• **Work to complete**
Rewrite the part of the records that starts with the line containing "white window blind?" and ends with the line containing "M210 121L159 108L159 183L208 177Z", swapping "blind" for "shade" and leaving everything else the same.

[Labeled region records]

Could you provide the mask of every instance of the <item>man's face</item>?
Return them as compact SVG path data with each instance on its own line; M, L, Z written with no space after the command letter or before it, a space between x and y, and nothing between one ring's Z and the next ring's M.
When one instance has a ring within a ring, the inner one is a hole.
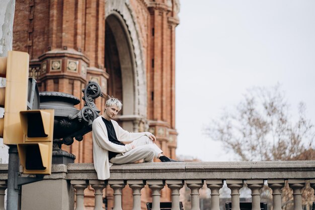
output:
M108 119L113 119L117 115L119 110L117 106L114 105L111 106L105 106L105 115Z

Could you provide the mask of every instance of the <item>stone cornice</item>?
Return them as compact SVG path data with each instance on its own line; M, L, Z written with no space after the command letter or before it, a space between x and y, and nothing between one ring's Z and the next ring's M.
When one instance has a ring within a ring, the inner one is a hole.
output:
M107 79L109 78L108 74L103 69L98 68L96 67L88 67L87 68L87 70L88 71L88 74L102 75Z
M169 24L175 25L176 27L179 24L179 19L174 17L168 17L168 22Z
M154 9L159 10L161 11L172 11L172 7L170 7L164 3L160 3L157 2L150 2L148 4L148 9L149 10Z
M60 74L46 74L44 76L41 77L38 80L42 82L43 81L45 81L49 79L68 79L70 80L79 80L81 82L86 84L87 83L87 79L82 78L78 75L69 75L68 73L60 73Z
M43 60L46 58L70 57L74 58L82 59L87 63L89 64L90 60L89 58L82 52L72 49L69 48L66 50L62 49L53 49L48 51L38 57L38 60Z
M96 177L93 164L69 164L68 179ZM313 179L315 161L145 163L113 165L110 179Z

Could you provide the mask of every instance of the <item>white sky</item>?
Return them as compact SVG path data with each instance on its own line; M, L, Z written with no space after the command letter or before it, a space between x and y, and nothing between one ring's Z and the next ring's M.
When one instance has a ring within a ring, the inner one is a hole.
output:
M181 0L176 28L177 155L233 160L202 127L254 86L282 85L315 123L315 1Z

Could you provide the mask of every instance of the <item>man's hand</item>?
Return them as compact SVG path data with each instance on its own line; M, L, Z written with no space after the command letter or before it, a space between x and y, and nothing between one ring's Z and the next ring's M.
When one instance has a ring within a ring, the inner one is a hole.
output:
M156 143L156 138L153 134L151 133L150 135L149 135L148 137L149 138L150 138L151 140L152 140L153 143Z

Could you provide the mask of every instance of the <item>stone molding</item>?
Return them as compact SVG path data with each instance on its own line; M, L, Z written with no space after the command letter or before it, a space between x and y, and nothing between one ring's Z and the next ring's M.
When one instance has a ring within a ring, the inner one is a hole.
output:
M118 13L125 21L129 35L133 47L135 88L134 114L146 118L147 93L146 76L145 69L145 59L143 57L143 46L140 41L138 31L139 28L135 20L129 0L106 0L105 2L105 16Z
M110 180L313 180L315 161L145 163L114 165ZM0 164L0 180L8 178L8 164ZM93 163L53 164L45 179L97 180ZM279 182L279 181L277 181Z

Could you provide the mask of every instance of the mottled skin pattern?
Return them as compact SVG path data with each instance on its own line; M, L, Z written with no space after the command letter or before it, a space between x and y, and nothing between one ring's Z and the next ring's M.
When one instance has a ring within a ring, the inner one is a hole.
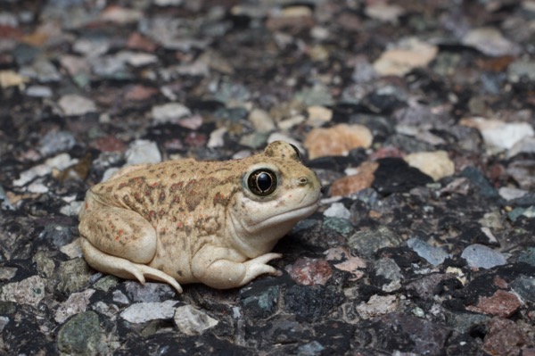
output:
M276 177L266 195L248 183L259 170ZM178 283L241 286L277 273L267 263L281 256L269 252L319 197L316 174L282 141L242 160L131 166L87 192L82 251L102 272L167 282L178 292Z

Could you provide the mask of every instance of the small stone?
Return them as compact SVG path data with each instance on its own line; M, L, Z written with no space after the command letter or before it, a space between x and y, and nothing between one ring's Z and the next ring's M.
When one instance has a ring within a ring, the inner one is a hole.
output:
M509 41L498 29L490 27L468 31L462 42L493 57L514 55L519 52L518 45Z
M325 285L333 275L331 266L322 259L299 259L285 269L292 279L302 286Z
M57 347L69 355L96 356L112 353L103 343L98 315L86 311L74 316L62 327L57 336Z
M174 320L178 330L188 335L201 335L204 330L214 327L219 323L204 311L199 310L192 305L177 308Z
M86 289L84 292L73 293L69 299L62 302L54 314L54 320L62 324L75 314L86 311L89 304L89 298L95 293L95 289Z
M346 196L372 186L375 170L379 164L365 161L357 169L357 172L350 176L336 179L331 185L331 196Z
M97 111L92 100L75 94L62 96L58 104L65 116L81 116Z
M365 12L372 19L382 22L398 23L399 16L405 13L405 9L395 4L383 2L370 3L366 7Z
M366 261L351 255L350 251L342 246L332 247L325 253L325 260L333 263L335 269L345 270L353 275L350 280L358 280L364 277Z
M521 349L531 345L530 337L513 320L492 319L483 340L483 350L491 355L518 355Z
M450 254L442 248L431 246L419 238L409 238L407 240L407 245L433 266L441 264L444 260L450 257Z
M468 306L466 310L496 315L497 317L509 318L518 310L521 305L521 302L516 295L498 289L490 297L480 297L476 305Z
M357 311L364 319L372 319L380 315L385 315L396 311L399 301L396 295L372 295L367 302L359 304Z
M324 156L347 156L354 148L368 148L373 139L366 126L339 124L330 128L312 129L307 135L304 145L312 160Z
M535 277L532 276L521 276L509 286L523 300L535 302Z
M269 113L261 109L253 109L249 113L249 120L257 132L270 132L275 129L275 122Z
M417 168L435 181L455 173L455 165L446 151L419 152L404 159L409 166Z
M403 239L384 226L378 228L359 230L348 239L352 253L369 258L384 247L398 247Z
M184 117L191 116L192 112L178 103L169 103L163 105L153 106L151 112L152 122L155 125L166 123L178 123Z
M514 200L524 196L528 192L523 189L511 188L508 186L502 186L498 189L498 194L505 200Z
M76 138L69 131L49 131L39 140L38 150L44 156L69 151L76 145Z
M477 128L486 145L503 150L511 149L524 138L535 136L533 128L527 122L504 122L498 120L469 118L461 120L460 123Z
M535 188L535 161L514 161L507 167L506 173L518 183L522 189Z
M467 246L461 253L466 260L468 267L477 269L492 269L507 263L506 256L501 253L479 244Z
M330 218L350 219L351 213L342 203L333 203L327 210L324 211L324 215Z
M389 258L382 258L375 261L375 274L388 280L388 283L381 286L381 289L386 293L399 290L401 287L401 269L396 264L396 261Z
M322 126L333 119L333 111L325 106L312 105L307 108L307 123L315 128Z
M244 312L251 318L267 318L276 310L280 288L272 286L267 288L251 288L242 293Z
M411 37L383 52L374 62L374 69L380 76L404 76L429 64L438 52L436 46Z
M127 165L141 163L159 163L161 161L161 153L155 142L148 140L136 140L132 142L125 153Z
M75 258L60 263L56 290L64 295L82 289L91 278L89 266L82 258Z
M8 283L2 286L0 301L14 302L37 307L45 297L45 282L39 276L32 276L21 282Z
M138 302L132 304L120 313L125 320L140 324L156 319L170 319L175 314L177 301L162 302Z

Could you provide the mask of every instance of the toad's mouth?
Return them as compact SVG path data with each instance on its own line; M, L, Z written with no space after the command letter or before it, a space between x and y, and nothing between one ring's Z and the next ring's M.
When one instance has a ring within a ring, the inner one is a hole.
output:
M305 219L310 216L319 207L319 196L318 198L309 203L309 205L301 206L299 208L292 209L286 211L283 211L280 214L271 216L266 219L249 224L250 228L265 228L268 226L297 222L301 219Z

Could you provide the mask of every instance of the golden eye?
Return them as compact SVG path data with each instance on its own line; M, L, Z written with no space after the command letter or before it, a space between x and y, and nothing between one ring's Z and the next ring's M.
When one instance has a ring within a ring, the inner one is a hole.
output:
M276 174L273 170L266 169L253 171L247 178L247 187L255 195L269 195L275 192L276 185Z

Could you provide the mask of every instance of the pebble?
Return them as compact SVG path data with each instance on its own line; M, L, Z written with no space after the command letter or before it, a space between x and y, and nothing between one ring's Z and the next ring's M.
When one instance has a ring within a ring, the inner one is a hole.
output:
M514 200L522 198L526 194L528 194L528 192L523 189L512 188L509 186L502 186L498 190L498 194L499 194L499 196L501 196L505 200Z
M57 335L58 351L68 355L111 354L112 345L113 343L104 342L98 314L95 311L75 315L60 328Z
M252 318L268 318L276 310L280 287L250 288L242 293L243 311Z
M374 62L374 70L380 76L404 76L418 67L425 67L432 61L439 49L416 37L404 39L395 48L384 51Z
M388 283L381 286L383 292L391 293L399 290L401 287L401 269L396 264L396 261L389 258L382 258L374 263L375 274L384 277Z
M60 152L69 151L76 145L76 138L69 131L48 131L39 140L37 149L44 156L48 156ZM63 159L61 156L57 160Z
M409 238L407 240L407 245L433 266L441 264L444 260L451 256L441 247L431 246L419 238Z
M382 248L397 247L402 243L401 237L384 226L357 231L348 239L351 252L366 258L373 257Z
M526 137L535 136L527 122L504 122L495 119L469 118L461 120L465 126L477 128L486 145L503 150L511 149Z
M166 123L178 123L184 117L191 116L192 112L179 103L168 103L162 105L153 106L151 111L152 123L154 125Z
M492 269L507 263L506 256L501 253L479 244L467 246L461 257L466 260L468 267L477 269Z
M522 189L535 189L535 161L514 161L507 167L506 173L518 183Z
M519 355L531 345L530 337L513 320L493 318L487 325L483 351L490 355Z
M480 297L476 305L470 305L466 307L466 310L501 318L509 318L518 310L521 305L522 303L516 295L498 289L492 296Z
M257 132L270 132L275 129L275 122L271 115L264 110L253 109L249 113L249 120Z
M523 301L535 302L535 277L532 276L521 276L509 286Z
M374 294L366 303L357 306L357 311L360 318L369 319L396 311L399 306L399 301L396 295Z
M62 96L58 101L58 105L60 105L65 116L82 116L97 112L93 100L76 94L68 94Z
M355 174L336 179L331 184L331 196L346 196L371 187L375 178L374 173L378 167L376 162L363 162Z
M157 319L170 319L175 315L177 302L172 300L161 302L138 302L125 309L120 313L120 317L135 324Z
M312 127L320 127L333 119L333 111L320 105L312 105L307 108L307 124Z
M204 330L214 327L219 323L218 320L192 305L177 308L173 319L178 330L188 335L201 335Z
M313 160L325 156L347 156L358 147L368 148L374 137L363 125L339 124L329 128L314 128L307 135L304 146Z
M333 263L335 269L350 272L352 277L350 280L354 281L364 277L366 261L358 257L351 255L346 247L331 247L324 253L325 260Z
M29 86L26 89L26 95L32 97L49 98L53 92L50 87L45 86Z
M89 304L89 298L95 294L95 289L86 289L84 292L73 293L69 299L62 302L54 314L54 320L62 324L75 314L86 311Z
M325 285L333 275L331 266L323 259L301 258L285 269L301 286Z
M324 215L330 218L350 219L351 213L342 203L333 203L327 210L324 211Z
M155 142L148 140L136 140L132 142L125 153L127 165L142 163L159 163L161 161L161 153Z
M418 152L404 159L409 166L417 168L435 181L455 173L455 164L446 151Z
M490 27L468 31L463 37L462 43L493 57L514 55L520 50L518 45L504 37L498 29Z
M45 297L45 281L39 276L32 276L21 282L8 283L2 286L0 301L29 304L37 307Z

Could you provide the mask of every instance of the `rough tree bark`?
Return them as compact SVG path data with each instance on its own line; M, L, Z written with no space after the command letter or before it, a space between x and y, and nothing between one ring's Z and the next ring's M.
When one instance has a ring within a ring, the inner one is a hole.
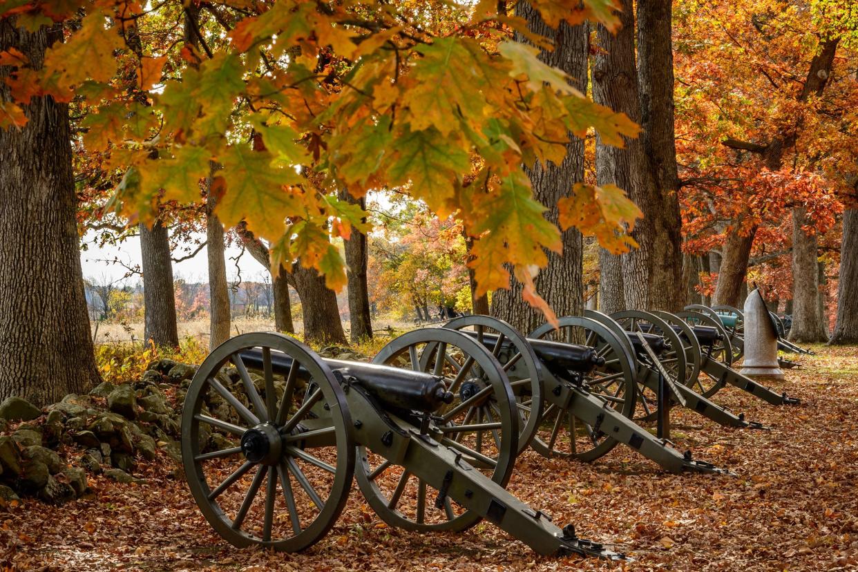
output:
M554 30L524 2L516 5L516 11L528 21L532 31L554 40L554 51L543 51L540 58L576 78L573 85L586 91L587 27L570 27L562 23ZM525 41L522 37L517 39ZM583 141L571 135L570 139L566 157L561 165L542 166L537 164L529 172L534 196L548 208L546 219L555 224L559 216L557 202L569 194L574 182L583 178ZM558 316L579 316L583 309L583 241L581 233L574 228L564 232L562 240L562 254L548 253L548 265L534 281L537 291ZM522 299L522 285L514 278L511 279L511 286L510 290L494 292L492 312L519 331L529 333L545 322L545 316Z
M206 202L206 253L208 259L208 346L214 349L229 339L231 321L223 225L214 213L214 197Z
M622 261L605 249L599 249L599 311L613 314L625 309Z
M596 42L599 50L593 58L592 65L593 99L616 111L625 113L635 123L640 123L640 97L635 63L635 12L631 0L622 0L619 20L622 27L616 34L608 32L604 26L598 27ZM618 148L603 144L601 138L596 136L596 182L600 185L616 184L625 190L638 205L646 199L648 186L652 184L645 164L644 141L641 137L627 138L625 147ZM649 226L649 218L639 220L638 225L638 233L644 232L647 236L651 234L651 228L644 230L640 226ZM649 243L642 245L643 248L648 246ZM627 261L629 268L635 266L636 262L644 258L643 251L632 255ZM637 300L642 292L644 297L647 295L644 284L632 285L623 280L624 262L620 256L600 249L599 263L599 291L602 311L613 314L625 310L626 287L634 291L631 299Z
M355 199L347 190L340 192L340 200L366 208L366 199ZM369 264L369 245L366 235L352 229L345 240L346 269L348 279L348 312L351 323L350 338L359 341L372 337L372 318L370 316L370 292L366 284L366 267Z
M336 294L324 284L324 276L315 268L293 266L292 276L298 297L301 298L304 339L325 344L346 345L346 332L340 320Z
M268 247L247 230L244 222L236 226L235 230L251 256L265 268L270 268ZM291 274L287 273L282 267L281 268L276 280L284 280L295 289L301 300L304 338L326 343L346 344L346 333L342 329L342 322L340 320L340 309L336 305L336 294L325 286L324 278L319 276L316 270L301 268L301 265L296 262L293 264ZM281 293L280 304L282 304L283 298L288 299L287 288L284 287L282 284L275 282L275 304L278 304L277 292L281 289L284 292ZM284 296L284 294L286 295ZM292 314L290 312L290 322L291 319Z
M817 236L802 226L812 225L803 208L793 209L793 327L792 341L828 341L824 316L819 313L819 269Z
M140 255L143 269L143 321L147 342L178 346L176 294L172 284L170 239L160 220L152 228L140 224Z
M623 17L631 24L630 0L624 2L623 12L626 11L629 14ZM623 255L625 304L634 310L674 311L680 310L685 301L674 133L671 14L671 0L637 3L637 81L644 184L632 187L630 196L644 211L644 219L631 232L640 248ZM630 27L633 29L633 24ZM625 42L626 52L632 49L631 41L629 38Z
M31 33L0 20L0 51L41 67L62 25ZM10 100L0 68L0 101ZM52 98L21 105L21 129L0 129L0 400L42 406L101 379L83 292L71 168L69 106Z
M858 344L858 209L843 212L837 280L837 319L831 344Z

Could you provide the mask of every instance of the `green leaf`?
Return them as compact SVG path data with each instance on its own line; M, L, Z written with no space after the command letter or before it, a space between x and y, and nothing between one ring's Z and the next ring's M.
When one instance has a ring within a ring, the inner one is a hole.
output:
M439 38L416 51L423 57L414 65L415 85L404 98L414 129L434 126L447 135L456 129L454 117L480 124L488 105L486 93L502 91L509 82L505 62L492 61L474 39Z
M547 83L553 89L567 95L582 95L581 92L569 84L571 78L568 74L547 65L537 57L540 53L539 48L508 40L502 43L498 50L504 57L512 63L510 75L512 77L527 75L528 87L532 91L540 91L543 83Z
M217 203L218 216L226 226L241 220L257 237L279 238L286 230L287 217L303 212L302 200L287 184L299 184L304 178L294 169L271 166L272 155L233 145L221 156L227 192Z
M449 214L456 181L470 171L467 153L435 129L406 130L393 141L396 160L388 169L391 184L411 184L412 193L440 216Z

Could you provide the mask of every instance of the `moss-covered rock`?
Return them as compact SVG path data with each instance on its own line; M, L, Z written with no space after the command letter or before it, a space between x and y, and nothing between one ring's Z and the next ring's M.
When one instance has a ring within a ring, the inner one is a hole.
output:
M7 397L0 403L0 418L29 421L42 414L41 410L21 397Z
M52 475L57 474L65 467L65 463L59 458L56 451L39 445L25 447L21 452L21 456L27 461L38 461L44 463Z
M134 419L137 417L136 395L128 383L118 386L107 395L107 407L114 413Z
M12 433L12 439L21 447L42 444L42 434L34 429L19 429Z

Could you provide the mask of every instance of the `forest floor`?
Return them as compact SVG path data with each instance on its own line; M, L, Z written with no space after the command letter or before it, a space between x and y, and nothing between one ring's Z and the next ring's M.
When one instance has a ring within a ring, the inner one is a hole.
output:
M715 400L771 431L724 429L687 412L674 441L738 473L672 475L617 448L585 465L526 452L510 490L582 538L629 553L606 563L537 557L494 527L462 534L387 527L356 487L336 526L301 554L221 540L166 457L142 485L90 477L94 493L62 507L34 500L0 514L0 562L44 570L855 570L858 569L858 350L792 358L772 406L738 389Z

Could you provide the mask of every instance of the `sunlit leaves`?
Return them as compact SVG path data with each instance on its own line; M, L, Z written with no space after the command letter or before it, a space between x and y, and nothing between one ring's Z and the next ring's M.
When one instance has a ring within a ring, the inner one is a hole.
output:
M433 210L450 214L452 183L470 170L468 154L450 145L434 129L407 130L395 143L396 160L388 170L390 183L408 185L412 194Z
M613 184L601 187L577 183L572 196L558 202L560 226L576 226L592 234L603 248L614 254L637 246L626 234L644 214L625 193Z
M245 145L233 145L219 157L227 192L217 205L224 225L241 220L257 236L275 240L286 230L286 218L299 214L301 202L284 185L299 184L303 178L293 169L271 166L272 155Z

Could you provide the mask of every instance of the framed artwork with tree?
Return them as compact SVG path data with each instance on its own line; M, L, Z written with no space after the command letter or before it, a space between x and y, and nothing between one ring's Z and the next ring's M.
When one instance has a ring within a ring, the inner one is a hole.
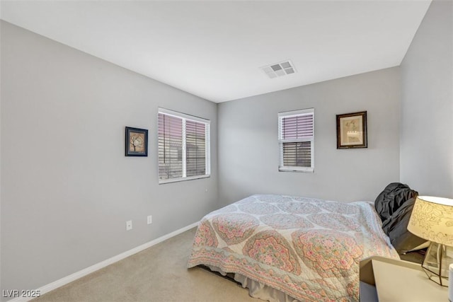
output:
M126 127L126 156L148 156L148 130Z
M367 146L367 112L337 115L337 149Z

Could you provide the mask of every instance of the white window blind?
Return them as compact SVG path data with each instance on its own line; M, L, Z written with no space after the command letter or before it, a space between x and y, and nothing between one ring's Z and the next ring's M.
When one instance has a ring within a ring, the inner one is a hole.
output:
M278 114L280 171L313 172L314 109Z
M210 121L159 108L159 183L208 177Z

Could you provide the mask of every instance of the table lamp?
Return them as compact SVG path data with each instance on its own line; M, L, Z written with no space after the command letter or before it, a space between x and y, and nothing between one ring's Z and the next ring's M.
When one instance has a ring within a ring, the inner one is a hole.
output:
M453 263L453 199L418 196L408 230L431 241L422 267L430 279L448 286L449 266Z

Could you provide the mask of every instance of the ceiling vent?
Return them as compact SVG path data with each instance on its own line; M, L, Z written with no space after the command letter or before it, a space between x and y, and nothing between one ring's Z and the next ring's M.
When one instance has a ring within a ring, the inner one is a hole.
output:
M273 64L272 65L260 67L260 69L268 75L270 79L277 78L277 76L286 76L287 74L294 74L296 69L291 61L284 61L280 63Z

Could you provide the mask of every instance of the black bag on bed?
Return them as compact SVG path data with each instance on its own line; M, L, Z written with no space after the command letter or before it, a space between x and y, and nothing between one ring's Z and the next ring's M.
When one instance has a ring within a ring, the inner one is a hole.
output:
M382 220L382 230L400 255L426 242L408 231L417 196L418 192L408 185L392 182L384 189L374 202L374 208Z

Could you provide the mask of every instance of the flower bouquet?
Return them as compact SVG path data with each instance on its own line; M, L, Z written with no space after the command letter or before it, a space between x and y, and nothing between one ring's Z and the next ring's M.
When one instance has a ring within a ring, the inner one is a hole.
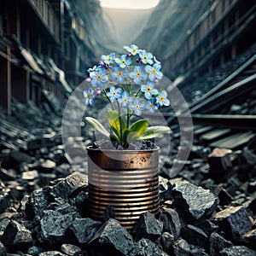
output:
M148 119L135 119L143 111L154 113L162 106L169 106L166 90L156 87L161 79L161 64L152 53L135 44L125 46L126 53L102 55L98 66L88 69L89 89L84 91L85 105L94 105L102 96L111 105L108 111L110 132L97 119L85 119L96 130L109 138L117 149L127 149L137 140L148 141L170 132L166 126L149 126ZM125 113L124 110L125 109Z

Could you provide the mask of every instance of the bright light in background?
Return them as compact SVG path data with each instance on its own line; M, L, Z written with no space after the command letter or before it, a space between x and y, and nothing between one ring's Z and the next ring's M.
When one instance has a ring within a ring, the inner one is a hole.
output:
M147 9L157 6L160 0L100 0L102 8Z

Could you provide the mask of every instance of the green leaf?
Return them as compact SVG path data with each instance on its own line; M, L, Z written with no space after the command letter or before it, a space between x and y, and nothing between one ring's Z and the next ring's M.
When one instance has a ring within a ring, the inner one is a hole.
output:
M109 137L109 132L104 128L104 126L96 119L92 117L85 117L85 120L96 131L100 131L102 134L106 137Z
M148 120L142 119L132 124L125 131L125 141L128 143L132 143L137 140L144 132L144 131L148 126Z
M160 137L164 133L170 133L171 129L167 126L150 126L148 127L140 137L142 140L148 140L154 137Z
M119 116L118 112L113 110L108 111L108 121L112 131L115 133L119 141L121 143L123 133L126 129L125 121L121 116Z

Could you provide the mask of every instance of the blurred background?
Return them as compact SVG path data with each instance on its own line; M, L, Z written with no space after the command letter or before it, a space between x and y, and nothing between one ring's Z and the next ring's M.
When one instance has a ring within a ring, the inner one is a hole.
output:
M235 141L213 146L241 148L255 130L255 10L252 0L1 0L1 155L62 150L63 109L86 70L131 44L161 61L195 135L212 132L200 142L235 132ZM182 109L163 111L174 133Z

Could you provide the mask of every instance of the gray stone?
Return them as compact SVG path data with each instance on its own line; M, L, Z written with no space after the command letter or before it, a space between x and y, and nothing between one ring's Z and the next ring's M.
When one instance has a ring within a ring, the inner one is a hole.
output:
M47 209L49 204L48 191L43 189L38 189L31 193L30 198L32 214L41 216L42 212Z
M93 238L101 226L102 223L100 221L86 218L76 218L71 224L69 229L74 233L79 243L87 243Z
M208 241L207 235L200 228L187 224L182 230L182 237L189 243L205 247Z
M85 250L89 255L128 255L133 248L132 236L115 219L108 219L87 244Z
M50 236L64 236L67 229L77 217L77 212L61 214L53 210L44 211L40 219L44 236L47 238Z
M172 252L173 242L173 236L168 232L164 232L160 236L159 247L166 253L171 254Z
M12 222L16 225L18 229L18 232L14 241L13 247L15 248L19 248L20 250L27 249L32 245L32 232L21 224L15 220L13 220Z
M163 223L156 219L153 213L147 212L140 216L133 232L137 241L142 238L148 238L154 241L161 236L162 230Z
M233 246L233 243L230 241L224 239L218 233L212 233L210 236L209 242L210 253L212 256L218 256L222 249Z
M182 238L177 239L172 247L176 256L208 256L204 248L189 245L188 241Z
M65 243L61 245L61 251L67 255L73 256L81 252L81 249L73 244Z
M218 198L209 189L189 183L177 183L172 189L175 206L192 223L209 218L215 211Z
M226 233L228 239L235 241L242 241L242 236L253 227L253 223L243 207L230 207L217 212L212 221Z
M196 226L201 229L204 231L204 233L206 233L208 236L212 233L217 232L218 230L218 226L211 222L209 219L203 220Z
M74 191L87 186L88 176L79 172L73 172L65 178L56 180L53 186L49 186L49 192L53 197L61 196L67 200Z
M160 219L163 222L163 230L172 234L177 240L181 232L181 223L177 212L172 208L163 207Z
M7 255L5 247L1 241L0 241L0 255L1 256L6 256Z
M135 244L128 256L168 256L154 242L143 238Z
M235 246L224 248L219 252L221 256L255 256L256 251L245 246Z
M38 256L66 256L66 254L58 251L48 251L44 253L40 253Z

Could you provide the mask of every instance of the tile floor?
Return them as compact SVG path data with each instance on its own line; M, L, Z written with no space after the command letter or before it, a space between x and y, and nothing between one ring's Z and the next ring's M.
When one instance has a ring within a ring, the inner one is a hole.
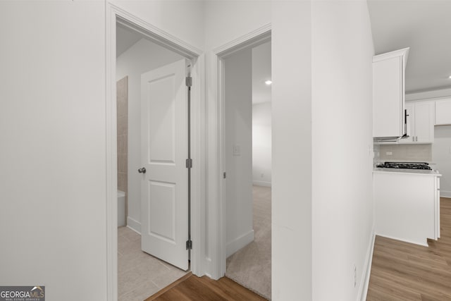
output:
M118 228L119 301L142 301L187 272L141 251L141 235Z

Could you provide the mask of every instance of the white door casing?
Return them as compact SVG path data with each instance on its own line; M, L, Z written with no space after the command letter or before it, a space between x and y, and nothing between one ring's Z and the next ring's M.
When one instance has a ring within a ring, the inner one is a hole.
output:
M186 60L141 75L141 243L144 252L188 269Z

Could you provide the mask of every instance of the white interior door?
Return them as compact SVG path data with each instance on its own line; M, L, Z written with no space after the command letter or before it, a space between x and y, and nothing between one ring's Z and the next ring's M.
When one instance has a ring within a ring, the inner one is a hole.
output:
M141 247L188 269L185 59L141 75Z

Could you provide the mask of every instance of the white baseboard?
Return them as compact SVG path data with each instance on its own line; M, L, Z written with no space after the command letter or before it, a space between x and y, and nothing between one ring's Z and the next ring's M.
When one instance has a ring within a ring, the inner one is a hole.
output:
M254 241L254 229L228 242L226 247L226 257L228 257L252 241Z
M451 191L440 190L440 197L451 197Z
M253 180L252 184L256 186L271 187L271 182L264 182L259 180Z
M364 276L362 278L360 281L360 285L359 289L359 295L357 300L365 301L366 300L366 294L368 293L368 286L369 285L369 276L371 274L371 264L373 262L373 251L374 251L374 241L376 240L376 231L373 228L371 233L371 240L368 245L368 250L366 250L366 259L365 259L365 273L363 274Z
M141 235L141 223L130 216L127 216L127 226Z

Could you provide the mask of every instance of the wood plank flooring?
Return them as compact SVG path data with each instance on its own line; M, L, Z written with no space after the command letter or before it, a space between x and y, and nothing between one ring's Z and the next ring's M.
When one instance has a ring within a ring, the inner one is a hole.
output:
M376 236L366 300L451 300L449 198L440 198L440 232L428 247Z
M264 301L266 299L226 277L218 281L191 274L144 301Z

• **Final result**
Could you provide the mask of every instance of the white window shade?
Return them as compact SVG path data with each instance on its own line; M, L, Z written with no space after the command letter or before it, a space between x and y, and nothing between one ring's Z and the next ring's M.
When one instance has a ring within a ring, the inner one is a hole.
output:
M278 114L280 171L313 172L314 109Z
M210 121L159 108L159 183L208 177Z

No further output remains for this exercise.